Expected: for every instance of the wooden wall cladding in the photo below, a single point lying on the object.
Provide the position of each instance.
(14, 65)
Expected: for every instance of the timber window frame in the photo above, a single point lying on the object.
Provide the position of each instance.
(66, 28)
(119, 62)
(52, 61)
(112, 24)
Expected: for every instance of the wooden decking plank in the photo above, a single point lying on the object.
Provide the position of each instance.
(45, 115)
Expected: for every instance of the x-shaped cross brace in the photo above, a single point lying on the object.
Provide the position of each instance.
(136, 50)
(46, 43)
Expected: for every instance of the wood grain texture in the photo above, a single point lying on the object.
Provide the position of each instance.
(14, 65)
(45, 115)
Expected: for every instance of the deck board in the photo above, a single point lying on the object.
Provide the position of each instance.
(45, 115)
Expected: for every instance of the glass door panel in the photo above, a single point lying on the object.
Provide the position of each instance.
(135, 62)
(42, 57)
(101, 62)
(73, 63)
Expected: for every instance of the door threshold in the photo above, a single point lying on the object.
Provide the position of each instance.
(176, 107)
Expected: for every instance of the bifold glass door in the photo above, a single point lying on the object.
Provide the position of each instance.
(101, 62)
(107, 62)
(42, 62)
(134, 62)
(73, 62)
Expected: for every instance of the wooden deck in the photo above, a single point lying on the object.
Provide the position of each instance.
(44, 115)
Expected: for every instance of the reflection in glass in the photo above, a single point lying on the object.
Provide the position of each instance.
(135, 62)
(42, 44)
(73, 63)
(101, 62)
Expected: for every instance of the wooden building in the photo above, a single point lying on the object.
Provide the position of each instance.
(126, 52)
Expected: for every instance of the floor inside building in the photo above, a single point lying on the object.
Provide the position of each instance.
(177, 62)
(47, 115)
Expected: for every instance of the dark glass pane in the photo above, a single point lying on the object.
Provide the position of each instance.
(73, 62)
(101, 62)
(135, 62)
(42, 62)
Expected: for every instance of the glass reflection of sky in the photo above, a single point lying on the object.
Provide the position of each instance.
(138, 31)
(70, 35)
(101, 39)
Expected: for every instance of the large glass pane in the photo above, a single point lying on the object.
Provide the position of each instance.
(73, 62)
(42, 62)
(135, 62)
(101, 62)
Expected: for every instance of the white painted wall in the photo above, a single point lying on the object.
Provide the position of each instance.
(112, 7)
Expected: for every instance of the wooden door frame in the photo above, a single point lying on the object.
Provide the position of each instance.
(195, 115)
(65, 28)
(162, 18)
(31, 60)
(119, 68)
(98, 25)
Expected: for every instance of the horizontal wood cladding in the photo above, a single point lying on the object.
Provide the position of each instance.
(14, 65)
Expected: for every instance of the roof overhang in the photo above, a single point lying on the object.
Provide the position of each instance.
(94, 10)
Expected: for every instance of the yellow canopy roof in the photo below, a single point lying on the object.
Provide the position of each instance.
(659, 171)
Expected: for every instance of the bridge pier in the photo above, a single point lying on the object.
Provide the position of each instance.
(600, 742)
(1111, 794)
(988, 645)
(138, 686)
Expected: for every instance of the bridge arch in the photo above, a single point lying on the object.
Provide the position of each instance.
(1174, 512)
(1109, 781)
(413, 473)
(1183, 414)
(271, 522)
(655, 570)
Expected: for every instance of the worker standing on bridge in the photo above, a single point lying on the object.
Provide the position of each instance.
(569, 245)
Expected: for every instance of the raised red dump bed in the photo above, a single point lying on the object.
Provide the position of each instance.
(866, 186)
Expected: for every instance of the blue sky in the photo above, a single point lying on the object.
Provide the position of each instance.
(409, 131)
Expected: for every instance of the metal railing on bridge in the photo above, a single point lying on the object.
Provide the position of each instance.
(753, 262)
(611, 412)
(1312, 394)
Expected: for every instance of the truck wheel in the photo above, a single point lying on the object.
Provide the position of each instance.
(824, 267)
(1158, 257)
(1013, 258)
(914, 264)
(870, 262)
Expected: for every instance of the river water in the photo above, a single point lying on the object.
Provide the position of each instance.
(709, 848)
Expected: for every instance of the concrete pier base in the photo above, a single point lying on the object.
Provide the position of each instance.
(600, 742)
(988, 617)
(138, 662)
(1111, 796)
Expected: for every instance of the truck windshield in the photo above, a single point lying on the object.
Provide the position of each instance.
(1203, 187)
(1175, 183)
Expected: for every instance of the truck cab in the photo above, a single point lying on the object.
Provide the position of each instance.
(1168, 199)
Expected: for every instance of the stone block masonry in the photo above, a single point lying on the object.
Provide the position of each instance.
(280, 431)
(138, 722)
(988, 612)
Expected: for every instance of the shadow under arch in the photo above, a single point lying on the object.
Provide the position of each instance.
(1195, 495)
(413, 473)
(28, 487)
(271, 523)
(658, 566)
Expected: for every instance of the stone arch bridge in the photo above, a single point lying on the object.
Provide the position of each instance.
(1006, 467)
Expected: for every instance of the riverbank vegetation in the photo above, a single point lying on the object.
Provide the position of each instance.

### Exercise
Answer with a single number: the count of lines above that contain the string "reflection".

### Expected output
2